= The problem =
Write out, word for word, only the lines from the one containing "the stone monument" through the final line of the data.

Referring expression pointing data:
──────────────────────────────

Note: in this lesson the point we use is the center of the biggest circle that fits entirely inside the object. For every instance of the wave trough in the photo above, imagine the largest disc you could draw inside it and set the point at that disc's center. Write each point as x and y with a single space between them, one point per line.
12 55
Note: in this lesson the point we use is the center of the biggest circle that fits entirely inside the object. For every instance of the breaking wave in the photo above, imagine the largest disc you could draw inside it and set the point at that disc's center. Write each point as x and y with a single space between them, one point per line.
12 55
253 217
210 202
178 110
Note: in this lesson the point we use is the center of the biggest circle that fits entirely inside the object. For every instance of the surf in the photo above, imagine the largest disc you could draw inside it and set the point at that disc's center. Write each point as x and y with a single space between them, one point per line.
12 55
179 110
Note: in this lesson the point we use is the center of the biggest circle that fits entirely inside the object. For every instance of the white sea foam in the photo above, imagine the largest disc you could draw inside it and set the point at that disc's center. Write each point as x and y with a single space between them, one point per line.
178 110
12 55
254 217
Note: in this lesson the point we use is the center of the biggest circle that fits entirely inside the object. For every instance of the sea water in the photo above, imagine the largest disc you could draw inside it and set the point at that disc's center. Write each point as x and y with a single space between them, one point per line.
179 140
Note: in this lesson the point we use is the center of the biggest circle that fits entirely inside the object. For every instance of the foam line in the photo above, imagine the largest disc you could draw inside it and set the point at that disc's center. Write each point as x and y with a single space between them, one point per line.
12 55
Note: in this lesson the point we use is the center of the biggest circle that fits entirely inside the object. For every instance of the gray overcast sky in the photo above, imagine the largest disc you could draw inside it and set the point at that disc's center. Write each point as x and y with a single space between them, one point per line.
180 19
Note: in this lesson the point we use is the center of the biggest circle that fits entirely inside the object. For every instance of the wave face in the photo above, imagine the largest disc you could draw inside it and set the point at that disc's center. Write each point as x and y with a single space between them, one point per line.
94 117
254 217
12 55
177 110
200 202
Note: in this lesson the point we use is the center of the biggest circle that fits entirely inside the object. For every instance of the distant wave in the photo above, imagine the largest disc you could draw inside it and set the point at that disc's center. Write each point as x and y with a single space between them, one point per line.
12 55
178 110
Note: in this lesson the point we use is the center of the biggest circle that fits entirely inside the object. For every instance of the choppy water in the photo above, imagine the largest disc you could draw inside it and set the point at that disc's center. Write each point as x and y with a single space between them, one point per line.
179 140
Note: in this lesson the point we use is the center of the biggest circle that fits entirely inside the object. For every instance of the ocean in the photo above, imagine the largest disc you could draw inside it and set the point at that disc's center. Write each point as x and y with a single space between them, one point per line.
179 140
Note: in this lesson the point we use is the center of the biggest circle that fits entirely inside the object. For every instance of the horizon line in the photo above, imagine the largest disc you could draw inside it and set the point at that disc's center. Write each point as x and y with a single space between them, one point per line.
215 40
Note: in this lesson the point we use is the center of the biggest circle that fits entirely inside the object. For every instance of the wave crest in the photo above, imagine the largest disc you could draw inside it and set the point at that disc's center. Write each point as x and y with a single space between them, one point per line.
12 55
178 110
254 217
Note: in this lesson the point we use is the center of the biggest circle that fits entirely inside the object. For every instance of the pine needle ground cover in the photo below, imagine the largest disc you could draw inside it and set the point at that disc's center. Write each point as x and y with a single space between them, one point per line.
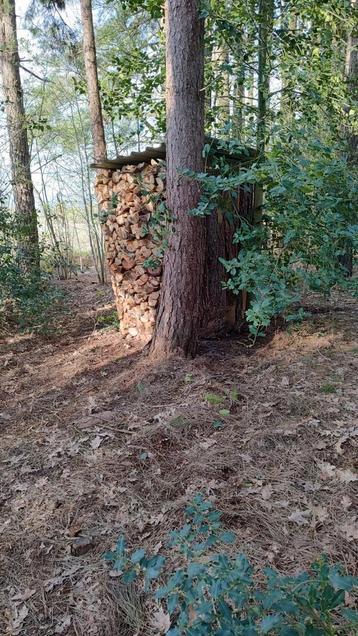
97 441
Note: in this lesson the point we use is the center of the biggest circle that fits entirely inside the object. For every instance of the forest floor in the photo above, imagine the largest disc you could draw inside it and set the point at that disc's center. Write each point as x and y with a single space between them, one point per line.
97 440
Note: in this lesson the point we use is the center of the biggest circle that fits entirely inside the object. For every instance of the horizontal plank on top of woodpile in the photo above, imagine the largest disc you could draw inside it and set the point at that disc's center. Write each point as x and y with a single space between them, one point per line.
244 154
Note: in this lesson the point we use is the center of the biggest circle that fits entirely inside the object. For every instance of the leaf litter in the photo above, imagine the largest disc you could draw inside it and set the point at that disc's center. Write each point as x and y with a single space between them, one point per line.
95 456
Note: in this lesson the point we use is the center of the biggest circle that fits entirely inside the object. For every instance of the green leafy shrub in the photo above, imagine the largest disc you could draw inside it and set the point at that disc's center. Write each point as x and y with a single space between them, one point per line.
108 320
309 223
209 592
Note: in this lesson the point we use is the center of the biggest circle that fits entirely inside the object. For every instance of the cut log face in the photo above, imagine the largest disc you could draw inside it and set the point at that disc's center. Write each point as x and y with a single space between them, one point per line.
130 196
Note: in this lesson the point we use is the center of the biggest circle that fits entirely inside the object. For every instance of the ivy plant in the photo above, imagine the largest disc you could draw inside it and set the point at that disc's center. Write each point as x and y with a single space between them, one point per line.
208 590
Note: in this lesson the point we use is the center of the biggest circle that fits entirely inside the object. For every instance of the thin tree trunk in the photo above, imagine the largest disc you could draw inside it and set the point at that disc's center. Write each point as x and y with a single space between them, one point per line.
265 17
94 101
183 285
26 217
346 259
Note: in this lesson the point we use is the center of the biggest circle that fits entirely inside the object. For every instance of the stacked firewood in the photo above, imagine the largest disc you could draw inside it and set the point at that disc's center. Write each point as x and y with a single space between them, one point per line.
127 199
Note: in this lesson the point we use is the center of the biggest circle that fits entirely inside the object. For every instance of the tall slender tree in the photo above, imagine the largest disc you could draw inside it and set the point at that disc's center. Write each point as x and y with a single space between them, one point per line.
22 186
94 100
183 285
265 20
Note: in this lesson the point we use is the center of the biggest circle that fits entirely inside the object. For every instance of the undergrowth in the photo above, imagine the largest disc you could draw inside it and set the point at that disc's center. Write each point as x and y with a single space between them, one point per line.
204 590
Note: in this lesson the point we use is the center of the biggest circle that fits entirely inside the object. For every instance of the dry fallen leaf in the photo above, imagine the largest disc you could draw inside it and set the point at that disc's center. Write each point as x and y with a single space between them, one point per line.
300 517
346 476
319 514
18 617
96 442
346 502
23 596
61 627
327 470
161 621
349 529
266 492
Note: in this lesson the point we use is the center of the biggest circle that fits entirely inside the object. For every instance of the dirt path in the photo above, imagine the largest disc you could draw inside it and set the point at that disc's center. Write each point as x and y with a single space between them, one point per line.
95 440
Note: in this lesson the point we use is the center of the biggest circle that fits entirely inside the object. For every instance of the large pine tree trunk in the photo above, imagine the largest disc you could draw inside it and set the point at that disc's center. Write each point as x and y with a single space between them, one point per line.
26 218
183 286
94 101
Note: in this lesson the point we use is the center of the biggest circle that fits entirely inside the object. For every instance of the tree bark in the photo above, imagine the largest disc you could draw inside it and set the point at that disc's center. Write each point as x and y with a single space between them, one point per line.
183 285
351 71
22 186
94 100
265 18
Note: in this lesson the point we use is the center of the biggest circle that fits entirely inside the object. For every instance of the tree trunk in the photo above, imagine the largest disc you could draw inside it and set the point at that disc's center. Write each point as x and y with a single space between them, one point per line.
346 259
265 19
22 187
94 101
183 285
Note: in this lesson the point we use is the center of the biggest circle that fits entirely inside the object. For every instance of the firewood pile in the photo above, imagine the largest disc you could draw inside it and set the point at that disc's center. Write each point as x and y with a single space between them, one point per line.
127 198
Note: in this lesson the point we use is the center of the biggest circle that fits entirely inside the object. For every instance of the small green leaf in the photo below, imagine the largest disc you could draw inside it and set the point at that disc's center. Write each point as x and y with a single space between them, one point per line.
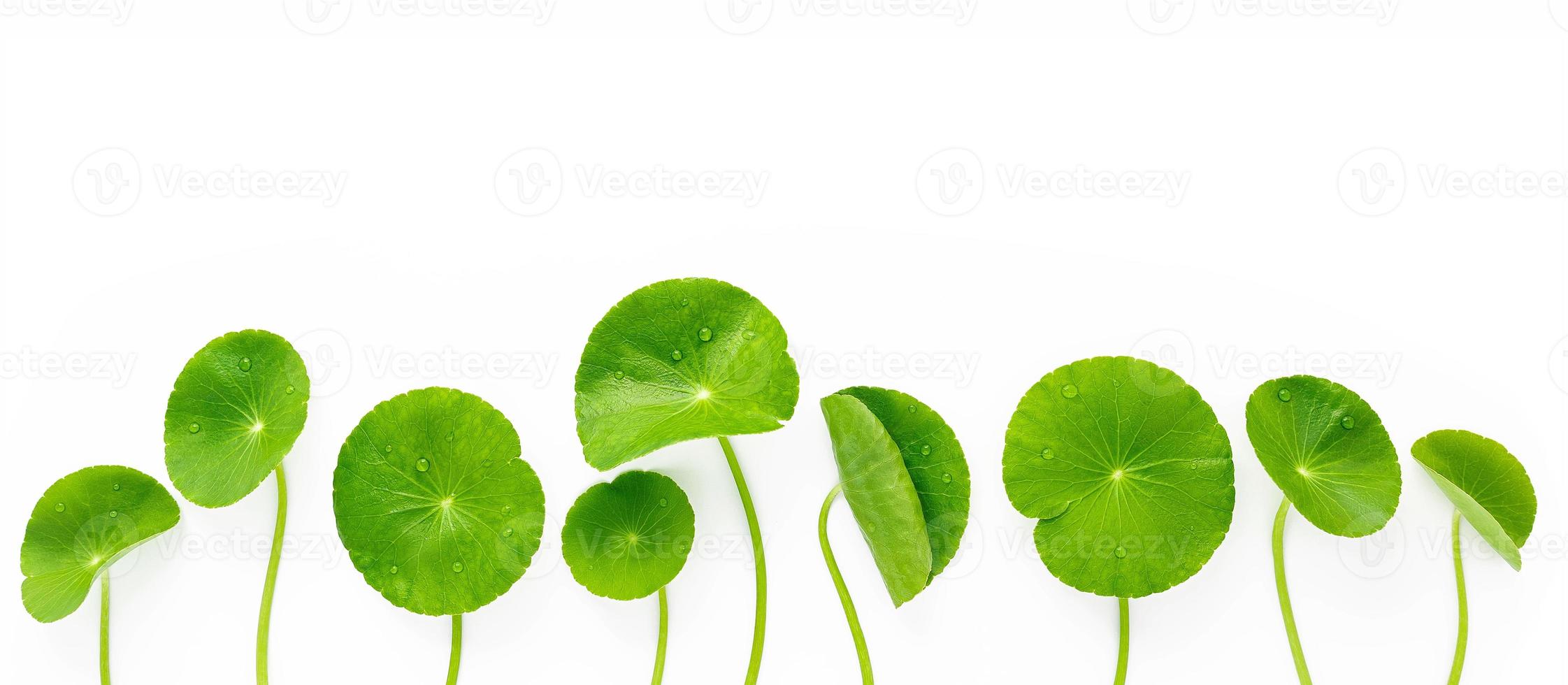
433 502
905 479
1486 483
1130 470
631 537
678 361
1327 450
234 414
84 524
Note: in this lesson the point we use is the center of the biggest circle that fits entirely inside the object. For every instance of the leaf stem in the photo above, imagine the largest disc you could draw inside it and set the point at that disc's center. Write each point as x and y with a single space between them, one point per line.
266 619
1126 635
759 624
1459 580
104 629
456 649
663 637
844 591
1285 596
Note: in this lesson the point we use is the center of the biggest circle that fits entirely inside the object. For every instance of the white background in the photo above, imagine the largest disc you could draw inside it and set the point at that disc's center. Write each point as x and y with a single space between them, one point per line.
1288 251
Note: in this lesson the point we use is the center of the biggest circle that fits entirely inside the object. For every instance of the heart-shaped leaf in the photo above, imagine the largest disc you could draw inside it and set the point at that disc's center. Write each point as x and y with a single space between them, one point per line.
905 479
433 502
678 361
1327 450
631 537
1486 483
84 524
234 414
1130 470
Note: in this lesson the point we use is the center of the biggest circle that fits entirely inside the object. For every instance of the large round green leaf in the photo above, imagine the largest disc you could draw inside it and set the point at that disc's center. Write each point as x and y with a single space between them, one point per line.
1130 470
678 361
905 479
433 502
1327 450
1486 483
84 524
234 414
631 537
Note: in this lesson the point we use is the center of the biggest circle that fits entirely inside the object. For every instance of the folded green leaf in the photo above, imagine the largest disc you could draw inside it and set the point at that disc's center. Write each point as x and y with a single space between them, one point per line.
631 537
1130 470
234 414
433 502
905 479
1327 450
678 361
84 524
1487 485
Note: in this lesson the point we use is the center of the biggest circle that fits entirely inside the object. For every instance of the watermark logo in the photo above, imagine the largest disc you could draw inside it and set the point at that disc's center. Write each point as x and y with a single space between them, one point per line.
107 182
951 182
1160 17
1372 182
317 17
531 182
117 11
739 16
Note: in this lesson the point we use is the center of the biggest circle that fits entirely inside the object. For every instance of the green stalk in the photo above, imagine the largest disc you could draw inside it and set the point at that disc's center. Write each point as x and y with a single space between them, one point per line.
759 624
844 593
1459 580
266 619
663 637
456 649
104 630
1285 596
1121 649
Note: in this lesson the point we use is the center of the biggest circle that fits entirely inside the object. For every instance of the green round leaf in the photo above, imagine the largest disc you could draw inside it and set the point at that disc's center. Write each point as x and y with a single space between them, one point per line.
1327 450
84 524
234 414
678 361
631 537
905 480
1130 470
1486 483
433 502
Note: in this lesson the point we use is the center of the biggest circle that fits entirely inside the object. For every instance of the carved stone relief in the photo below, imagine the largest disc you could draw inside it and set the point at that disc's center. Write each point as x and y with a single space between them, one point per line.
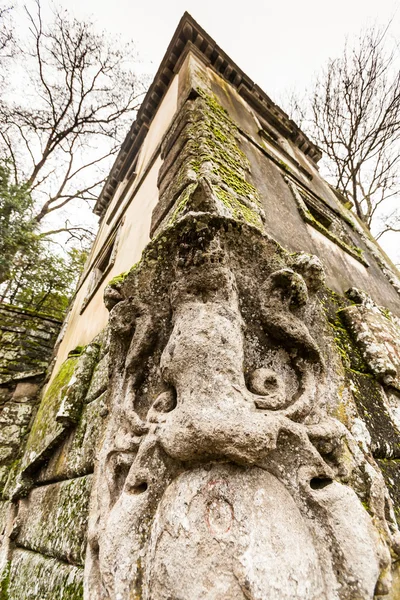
222 473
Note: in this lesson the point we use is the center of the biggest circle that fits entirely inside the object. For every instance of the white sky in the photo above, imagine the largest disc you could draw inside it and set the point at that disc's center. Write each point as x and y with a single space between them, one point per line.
280 45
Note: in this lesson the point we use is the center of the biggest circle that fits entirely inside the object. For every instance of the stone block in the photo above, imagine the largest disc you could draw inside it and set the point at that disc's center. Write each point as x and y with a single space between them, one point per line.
35 577
375 411
25 391
53 520
377 333
15 413
61 405
99 381
391 474
76 454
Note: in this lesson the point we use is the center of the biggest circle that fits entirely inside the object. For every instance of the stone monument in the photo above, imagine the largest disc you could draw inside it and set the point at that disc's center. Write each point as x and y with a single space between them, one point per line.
231 431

──────────────────────────────

= Result of the exercise =
Note: in this lesson the point we use is the center of the biggest circle that fits entirely inside the object. For every instance of the stone monument in the photo above, imagine the largest disc you could draw inside it and set the point at that disc's center. Write each point as x and y with a single space between them, one point per line.
231 431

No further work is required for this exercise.